---- Exercise material
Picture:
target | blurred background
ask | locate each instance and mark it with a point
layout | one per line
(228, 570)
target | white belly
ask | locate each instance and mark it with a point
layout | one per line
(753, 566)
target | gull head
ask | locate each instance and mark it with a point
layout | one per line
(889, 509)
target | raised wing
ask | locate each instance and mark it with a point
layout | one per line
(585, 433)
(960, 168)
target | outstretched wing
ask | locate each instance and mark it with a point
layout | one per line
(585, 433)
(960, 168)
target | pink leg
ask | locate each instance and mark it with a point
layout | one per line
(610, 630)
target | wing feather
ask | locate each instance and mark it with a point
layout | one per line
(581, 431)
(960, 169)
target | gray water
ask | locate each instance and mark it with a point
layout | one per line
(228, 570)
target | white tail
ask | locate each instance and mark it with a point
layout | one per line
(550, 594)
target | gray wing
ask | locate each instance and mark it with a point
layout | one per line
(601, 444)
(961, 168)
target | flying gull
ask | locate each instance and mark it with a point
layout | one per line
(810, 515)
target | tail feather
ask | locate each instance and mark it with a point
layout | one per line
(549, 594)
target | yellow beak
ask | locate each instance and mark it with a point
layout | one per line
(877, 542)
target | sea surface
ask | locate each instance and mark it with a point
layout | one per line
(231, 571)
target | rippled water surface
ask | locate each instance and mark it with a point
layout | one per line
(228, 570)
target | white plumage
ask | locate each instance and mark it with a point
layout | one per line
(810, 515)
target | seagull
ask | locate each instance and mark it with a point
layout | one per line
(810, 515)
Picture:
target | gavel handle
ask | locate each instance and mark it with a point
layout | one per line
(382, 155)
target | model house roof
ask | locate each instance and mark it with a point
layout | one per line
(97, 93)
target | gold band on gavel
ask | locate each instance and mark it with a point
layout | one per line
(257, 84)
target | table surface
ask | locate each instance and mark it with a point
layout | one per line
--------
__Directions for this task__:
Copy out every one of the rows above again, changing nothing.

__Completed task__:
Picture:
target | blurred background
ask | locate each instance and mark it with a point
layout | one per line
(228, 570)
target | white belly
ask | locate each instance and mark it with a point
layout | one per line
(753, 566)
target | gull head
ask | locate each instance and mark it with a point
layout | one per line
(889, 509)
target | raised wing
ask | locate each instance and mark it with a point
layout | one per line
(585, 433)
(960, 168)
target | outstretched wing
ask | locate each instance and mark it with a point
layout | one per line
(585, 433)
(960, 168)
target | pink leg
ask | locate each instance and mark it with a point
layout | one per line
(610, 630)
target | wing feather
ask | locate each instance and mark it with a point
layout | one per line
(581, 431)
(960, 169)
target | gray water
ask | locate each instance and mark it with a point
layout | one per line
(228, 570)
target | white tail
ask | locate each instance and mark it with a point
layout | one per line
(550, 594)
target | gray wing
ask | locate each instance and mark it with a point
layout | one per line
(601, 444)
(961, 168)
target | flying gull
ask | locate each instance and mark it with a point
layout | one per line
(810, 515)
target | tail feather
ask | locate each instance and mark it with a point
layout | one per line
(549, 594)
target | yellow beak
ask | locate each instance and mark it with a point
layout | one per line
(877, 542)
target | sea surface
ask | locate each instance and mark it with a point
layout | one per line
(231, 571)
target | rippled water surface
ask | locate each instance and mark it with a point
layout | one per line
(228, 570)
target | white plumage
ask | locate each instance and mark it with a point
layout | one per line
(810, 515)
target | seagull
ask | locate each instance and mark it with a point
layout | one per line
(810, 515)
Picture:
target | gavel handle
ask | locate each instance and mark it with a point
layout | one per line
(382, 155)
target | model house roof
ask | locate each instance and mark it with a point
layout | one per line
(97, 93)
target | gold band on gavel
ask | locate each instance and mark it with a point
layout | one per line
(257, 84)
target | table surface
ask | locate each instance and mark it with a point
layout | one per line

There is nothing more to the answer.